Text passage START
On 8 December 1596 Nicholas Starkie of Cleworth near Manchester consulted Dee about the demonic possession of seven people in his household. Like most contemporaries, Starkie assumed that the learned could communicate with the spirit world. He could not know about Dee's previous attempts at exorcism, though he may have heard rumours about his angel magic. Two of Starkie's sons had shown the convulsive symptoms of demonic possession in early 1595. After spending the huge sum
of £200 without curing them, Starkie engaged Edmund Hartley, a local ‘cunning man’, as a household servant, who succeeded in calming them for eighteen months with ‘certain popish charms and herbs’.

However, Starkie eventually suspected Hartley of bewitching three other children, a maid, and an adult family relative, the ‘Lancashire Seven’. Dee's response to Starkie's plea, we should note, became a bone of contention between Presbyterians and conformists. The simplest Presbyterian version, usually repeated by historians, claimed that Dee refused to meddle in the matter and advised Starkie to consult ‘some godly preachers’ about ‘a Public or Private fast’. That Presbyterian method of exorcism involved long, fervent extempore prayers. According to the Presbyterian story, Dee ‘sharply reproved, and straightly examined’ Hartley the witch, temporarily easing the symptoms. Nor, they insisted, did Dee suggest that Starkie write to Darrell, already well-known for successful exorcisms.
1

The conformists told a different story. Of the thirteen books published about the Darrell controversy, Darrell or his supporters wrote ten. The three replies by their opponents had greater impact on Dee's reputation. Whitgift, Bancroft and Harsnett emphasised from the first Dee's involvement in the exorcisms and his knowledge of Darrell's reputation. Their tactics forced later Presbyterian accounts of the Lancashire Seven into gradually admitting that Dee played a more significant role than they had first suggested.

The conformists exploited an advantage: they had captured a manuscript, written by a Manchester preacher named Dickons, which gave a detailed account of these goings-on. Darrell claimed that Bancroft kept a copy, though it has disappeared.
2
Bancroft naturally selected from this manuscript to suit his prejudices, which included denying that Hartley was really a witch. In autumn 1598 the High Commission tried to force Darrell to admit that he had in fact instructed the Lancashire Seven how to counterfeit their symptoms of demonic possession.
3

By emphasising Dee's involvement with Darrell, the conformists could use his established notoriety as a ‘conjuror’ to blacken the Presbyterians, while denouncing the witchcraft accusations and exorcisms as fraudulent. That approach helped to undercut Presbyterian claims that Darrell's
power over demons confirmed their cause and further emphasised that credulity about exorcisms made the populace vulnerable to political subversion. As Bancroft and Harsnett put it, the Presbyterians ‘not prevailing by the conspiracy of Hacket, nor by the libelling of Martin [Marprelate] (yet fearing to attempt the rebellion of Scotland and Geneva for their reformation) would obtain credit by working miracles in casting out Devils’.
4
The conformists repeatedly waved this red flag of religious rebellion over witchcraft and demonic possession.

Ironically, Dee's response to the accusations against Hartley sometimes seems as sceptical as Bancroft's. The local justice Edmund Hopwood prepared for Hartley's trial at Lancaster assizes by taking the depositions of Starkie's children in February 1597.
5
Darrell arrived in Lancashire on 16 March, and three days later Hopwood consulted Dee, perhaps for advice on whether he should cooperate with Darrell.
Text passage END
Available data START
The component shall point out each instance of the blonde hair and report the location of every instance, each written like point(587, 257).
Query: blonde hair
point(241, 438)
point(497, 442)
Available data END
# Directions
Copy word for word from the passage on Dee and the Lancashire Seven everything from "By emphasising Dee's" down to "and demonic possession.".

# Task result
By emphasising Dee's involvement with Darrell, the conformists could use his established notoriety as a ‘conjuror’ to blacken the Presbyterians, while denouncing the witchcraft accusations and exorcisms as fraudulent. That approach helped to undercut Presbyterian claims that Darrell's
power over demons confirmed their cause and further emphasised that credulity about exorcisms made the populace vulnerable to political subversion. As Bancroft and Harsnett put it, the Presbyterians ‘not prevailing by the conspiracy of Hacket, nor by the libelling of Martin [Marprelate] (yet fearing to attempt the rebellion of Scotland and Geneva for their reformation) would obtain credit by working miracles in casting out Devils’.
4
The conformists repeatedly waved this red flag of religious rebellion over witchcraft and demonic possession.